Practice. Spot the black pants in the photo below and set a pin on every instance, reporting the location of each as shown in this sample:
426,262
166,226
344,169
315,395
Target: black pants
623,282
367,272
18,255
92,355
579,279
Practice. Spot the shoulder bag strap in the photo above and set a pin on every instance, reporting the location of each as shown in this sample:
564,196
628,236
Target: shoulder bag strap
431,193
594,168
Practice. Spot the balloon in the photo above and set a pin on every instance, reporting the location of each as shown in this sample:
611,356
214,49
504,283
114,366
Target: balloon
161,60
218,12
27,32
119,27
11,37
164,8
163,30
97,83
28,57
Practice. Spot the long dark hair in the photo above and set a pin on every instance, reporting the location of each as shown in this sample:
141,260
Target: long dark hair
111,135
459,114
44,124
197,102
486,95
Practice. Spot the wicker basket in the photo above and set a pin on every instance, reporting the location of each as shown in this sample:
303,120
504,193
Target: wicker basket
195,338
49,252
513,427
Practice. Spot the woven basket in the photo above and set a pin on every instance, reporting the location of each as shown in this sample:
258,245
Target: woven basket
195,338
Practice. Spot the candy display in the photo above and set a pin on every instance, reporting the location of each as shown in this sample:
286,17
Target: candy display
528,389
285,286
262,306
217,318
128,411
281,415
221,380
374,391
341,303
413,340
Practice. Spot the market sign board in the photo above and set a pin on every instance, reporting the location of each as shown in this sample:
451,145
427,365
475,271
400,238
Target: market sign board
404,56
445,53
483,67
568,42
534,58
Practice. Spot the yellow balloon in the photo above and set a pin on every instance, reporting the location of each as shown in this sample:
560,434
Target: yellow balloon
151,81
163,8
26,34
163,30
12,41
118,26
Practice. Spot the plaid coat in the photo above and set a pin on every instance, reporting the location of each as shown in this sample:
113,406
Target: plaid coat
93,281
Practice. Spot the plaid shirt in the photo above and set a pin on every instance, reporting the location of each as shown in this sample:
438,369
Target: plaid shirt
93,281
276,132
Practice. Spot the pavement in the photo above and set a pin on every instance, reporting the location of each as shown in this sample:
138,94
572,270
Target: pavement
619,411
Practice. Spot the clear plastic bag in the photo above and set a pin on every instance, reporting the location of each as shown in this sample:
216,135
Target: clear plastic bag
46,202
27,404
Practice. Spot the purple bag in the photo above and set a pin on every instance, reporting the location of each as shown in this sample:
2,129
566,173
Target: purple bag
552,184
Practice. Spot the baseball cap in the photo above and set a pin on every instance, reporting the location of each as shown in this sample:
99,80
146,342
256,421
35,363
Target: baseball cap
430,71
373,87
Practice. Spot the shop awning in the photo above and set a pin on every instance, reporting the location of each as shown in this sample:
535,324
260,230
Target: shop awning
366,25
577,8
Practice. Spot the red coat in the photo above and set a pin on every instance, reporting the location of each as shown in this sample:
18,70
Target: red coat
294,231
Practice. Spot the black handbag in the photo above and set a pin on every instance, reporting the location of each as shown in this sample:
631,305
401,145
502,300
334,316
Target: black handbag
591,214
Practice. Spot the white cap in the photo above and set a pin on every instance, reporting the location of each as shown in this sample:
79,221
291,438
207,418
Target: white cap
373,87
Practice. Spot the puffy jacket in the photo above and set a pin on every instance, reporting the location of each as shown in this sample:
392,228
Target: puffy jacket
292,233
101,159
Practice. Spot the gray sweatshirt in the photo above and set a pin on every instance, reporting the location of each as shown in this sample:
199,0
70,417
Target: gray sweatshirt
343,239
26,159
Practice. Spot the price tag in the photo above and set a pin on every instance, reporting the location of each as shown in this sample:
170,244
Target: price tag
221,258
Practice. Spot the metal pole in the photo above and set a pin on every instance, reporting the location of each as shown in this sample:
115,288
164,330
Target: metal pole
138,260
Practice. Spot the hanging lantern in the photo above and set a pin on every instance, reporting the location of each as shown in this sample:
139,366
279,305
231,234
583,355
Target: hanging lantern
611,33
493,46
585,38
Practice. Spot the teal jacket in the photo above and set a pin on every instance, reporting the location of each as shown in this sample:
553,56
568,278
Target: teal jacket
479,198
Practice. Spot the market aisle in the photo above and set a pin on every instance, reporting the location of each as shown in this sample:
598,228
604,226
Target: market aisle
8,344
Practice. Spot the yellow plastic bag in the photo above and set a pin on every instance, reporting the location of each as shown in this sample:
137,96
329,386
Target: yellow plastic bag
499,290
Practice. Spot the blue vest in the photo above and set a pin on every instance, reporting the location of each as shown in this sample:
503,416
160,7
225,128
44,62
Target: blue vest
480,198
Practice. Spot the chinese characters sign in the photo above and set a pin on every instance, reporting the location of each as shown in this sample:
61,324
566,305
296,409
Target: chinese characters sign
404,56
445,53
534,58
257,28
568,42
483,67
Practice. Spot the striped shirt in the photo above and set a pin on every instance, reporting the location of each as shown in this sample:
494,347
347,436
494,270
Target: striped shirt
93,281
---
Can you reproduce the data verbatim, starting at the line containing "Practice. Spot the metal" and ending at the last line of the data, with both ends included?

--- EXERCISE OUTPUT ---
Practice. Spot the metal pole in the photo above and set a pin on every instance, reporting the location of each as shown in this sample:
115,288
164,330
Target: metal pole
138,260
Practice. Spot the hanging lantern in the photo above and set a pin on every instance, reporting the location of each as shown in this sample:
139,366
279,305
231,234
583,355
Target: hanging lantern
611,33
493,46
585,38
Practice. Spot the teal jacket in the photo above and set a pin on every instance, reporting the location of each as shown in this sample:
553,56
568,278
Target: teal jacket
479,198
Practice. Spot the market aisle in the photo above and set a pin on every instance, reporting the location of each as shown in this sample:
598,228
604,226
Target: market aisle
8,344
Practice. Spot the yellow plastic bag in the photo above and set a pin on every instance, reporting the location of each as shown in this sample:
137,96
329,386
Target: yellow plastic bag
499,290
Practice. Spot the blue vest in the photo above and set a pin on every instance, reporting the location of each as shown in this sample:
503,416
160,7
225,128
44,62
Target: blue vest
480,198
Practice. Spot the chinese characters sign in the photo above and set a pin on every instance, reporting the location of each as shown in this sample:
61,324
566,305
296,409
Target: chinese characters sign
404,56
445,53
534,58
257,28
568,42
483,67
Practice. Spot the striped shirt in the photo above and set a pin on every instance, reporting the location of each as shown in this sample:
494,347
347,436
494,270
Target: striped shirt
93,281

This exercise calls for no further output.